Records for the task:
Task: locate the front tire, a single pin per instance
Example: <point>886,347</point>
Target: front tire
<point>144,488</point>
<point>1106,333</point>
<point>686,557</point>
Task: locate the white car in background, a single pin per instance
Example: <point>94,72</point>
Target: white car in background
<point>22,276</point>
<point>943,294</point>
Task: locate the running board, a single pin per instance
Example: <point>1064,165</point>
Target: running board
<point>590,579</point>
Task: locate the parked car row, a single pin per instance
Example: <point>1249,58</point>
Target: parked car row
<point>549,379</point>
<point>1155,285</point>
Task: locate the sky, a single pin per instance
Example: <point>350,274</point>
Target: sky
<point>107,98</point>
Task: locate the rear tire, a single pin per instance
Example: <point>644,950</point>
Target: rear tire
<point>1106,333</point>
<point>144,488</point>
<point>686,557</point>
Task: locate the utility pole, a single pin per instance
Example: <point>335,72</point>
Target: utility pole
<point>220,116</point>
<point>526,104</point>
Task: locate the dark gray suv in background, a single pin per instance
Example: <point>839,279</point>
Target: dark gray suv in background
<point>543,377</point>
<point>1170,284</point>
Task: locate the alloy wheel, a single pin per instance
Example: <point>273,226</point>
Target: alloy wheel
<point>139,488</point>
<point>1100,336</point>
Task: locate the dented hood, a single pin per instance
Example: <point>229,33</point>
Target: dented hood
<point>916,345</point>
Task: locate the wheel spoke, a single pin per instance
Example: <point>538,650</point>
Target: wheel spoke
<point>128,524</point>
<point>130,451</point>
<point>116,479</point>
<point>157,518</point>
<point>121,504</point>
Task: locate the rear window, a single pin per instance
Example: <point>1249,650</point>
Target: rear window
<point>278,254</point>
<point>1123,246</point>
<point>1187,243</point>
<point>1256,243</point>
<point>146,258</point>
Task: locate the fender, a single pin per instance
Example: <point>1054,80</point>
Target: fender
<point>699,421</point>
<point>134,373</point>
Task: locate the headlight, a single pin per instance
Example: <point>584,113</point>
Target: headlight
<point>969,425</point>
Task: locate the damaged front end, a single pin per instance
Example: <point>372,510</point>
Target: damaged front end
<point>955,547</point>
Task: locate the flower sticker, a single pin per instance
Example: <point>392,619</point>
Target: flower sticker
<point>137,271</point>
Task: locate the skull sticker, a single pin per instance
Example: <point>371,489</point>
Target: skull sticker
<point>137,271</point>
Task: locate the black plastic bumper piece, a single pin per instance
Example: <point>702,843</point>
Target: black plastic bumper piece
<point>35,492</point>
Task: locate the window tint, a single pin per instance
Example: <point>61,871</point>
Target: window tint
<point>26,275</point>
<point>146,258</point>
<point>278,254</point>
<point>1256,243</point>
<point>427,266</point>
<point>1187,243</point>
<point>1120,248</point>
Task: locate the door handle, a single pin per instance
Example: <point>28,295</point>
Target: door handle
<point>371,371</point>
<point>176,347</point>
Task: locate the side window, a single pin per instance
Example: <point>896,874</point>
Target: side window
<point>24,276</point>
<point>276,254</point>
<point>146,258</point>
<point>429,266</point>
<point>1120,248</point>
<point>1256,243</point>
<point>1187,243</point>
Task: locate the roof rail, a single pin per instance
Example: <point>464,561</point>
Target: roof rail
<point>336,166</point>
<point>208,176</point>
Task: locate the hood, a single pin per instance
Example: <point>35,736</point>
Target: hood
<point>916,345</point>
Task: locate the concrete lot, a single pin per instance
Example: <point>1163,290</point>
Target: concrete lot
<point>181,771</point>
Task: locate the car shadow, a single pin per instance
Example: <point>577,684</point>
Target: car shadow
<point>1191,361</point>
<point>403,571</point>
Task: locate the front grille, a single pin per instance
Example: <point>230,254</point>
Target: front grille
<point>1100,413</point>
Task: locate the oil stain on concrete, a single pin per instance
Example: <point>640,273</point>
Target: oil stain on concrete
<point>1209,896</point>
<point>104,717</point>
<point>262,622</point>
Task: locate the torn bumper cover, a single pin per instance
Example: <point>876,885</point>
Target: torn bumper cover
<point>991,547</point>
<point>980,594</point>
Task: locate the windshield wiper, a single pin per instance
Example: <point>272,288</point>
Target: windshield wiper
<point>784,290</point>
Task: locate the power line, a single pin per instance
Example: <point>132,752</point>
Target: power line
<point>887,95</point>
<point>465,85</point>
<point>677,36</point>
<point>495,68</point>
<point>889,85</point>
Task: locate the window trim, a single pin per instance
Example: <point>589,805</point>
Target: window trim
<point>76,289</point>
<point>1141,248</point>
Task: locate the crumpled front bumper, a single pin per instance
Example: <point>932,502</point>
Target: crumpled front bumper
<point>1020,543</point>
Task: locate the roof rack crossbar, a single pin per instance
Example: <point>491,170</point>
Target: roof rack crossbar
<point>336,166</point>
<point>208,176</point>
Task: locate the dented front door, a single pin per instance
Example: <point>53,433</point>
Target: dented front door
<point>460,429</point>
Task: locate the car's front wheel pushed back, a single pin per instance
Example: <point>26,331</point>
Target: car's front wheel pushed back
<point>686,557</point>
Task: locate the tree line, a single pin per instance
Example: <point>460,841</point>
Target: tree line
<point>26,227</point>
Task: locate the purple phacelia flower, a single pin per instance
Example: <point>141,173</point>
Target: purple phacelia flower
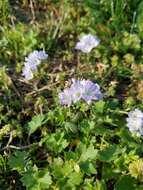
<point>66,97</point>
<point>87,43</point>
<point>31,63</point>
<point>135,122</point>
<point>80,89</point>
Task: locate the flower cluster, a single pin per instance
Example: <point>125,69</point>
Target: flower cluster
<point>87,43</point>
<point>31,63</point>
<point>135,122</point>
<point>80,89</point>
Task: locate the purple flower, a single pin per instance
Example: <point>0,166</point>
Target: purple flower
<point>87,43</point>
<point>80,89</point>
<point>76,90</point>
<point>135,122</point>
<point>66,97</point>
<point>31,63</point>
<point>27,73</point>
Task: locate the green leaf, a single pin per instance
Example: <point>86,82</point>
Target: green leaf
<point>99,107</point>
<point>45,180</point>
<point>36,122</point>
<point>18,161</point>
<point>75,178</point>
<point>88,153</point>
<point>57,142</point>
<point>100,185</point>
<point>109,154</point>
<point>125,182</point>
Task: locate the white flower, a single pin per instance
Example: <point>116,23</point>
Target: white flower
<point>31,63</point>
<point>135,121</point>
<point>87,43</point>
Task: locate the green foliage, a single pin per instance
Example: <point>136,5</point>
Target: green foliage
<point>46,146</point>
<point>36,122</point>
<point>125,182</point>
<point>18,161</point>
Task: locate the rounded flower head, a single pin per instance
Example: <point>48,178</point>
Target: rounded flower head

What is expected: Reproduce all of the entries above word for word, leaving out the pictures.

Expected answer:
Task: locate the front tire, a single pin per instance
Example: <point>886,347</point>
Target: front tire
<point>144,488</point>
<point>1106,333</point>
<point>686,557</point>
Task: locate the white car in background, a single pin per instance
Example: <point>94,72</point>
Target: white car in background
<point>22,276</point>
<point>943,294</point>
Task: locate the running board, a single pin per instance
Example: <point>1064,165</point>
Target: running board
<point>590,579</point>
Task: locate the parked car row, a single pin per instance
Example: <point>1249,58</point>
Target: parked car row
<point>549,379</point>
<point>1155,285</point>
Task: locate the sky, a single pin per instance
Example: <point>350,274</point>
Target: sky
<point>107,98</point>
Task: locate the rear tire, a single pin per instance
Example: <point>644,950</point>
Target: rear tire
<point>1106,333</point>
<point>144,488</point>
<point>686,557</point>
Task: locate the utility pole, a single pin per instance
Example: <point>335,72</point>
Target: utility pole
<point>220,116</point>
<point>526,104</point>
Task: locate the dark gray suv in background, a single pin per instance
Example: <point>839,279</point>
Target: dark gray suv in background
<point>543,377</point>
<point>1170,284</point>
Task: locate the alloy wheel, a single pin per instance
Example: <point>273,226</point>
Target: alloy wheel
<point>139,488</point>
<point>1100,336</point>
Task: locate the dented hood, a single pin per instance
Example: <point>229,33</point>
Target: dented hood
<point>916,345</point>
Task: locate the wheel spoke, a single pin per instance
Example: <point>538,650</point>
Target: wheel spoke
<point>128,524</point>
<point>130,451</point>
<point>116,479</point>
<point>157,518</point>
<point>121,504</point>
Task: locate the rear window, a single pin per instance
Example: <point>1249,650</point>
Target: rear window
<point>278,254</point>
<point>1123,246</point>
<point>1187,243</point>
<point>1256,243</point>
<point>146,258</point>
Task: locate the fender, a single pin per instance
Example: <point>1054,80</point>
Target: fender
<point>699,421</point>
<point>134,373</point>
Task: locate the headlight, a single pin per instance
Example: <point>584,113</point>
Target: headlight
<point>969,425</point>
Task: locate the damaged front end, a single pin per instance
Example: <point>372,510</point>
Target: damaged front end
<point>955,547</point>
Task: locate the flower sticker, a single pin per instance
Example: <point>392,619</point>
Target: flower sticker
<point>137,271</point>
Task: locate the skull sticker, a single pin per instance
Example: <point>371,489</point>
Target: skull sticker
<point>137,271</point>
Task: locate the black plastic bumper piece, a single pin per instance
Example: <point>702,843</point>
Target: black plastic bumper piece
<point>35,492</point>
Task: locate the window tint, a single pin per instance
Example: <point>61,871</point>
Target: window tint
<point>26,275</point>
<point>146,258</point>
<point>278,254</point>
<point>1256,243</point>
<point>427,266</point>
<point>1187,243</point>
<point>1120,248</point>
Task: locate the door handle, a single pin per instance
Example: <point>28,295</point>
Target: door handle
<point>371,371</point>
<point>176,347</point>
Task: locate the side window, a single pin per instance
Example: <point>896,874</point>
Target: side window
<point>24,276</point>
<point>276,254</point>
<point>146,258</point>
<point>429,266</point>
<point>1120,248</point>
<point>1256,243</point>
<point>1187,243</point>
Task: locate the roof rail, a single pin per instance
Example: <point>464,561</point>
Target: roof rail
<point>336,166</point>
<point>208,176</point>
Task: locate the hood, a single pin per instance
Example: <point>35,736</point>
Target: hood
<point>916,345</point>
Task: locate the concrete lot, a single pin per instance
Example: <point>1163,290</point>
Target: concrete lot
<point>181,771</point>
Task: locate the car shadow, a single pin per instance
Example: <point>577,684</point>
Target: car shadow
<point>1191,361</point>
<point>403,571</point>
Task: locate the front grille, a single pin per instance
Example: <point>230,254</point>
Target: front grille
<point>1100,413</point>
Task: locate the oil stain on concrete, a single pin per instance
Example: <point>640,273</point>
Target: oil stain on concrete
<point>1209,896</point>
<point>104,717</point>
<point>262,622</point>
Task: locate the torn bumper cover, a single pin per instance
Example: <point>876,885</point>
Target: torn bumper cover
<point>991,547</point>
<point>980,594</point>
Task: locate the windshield wiper, a single pin per instance
Example: <point>272,288</point>
Target: windshield wiper
<point>784,290</point>
Task: locate the power line, a single pin per instance
Example: <point>132,752</point>
Target: power line
<point>887,95</point>
<point>465,85</point>
<point>677,36</point>
<point>495,68</point>
<point>889,85</point>
Task: locate the window trim, a single pin per instance
Example: <point>589,805</point>
Target: window trim
<point>76,289</point>
<point>1141,248</point>
Task: locate the crumpled front bumper, a single pin per instance
Example: <point>932,502</point>
Target: crumpled front bumper
<point>1020,543</point>
Task: locate the roof rack crossbar, a single pin per instance
Example: <point>491,170</point>
Target: roof rack crossbar
<point>336,166</point>
<point>208,176</point>
Task: locate the dented front door, a single pin per instance
Example: <point>53,433</point>
Target: dented front door
<point>460,429</point>
Task: locate the car's front wheel pushed back, a single pin per instance
Example: <point>26,331</point>
Target: car's front wheel pushed back
<point>686,557</point>
Task: locate the tree line, a single pin per instance
Example: <point>460,841</point>
Target: tree line
<point>26,227</point>
Task: locate the purple phacelia flower, a single pin per instance
Example: <point>141,173</point>
Target: purple phacelia flower
<point>66,97</point>
<point>87,43</point>
<point>31,63</point>
<point>135,122</point>
<point>80,89</point>
Task: locate the flower cluster, a single pin per instance
Example: <point>125,69</point>
Target: flower cluster
<point>87,43</point>
<point>31,63</point>
<point>135,122</point>
<point>80,89</point>
Task: locate the purple flower, a single pin per instance
Example: <point>0,166</point>
Target: purple flower
<point>87,43</point>
<point>80,89</point>
<point>76,90</point>
<point>135,122</point>
<point>66,97</point>
<point>31,63</point>
<point>27,73</point>
Task: locate the green leaf, a single pin per instance
Example: <point>86,82</point>
Target: green leaf
<point>99,107</point>
<point>45,180</point>
<point>36,122</point>
<point>18,161</point>
<point>75,178</point>
<point>88,153</point>
<point>57,142</point>
<point>100,185</point>
<point>109,154</point>
<point>125,182</point>
Task: locate the white flower, a single pin per instance
Example: <point>116,23</point>
Target: white flower
<point>31,63</point>
<point>135,121</point>
<point>87,43</point>
Task: locate the green foliage, a single pin per instance
Example: <point>136,5</point>
Target: green foliage
<point>46,146</point>
<point>36,122</point>
<point>125,182</point>
<point>18,161</point>
Task: locate the rounded flower head, a single pin per instance
Example: <point>48,178</point>
Target: rounded flower head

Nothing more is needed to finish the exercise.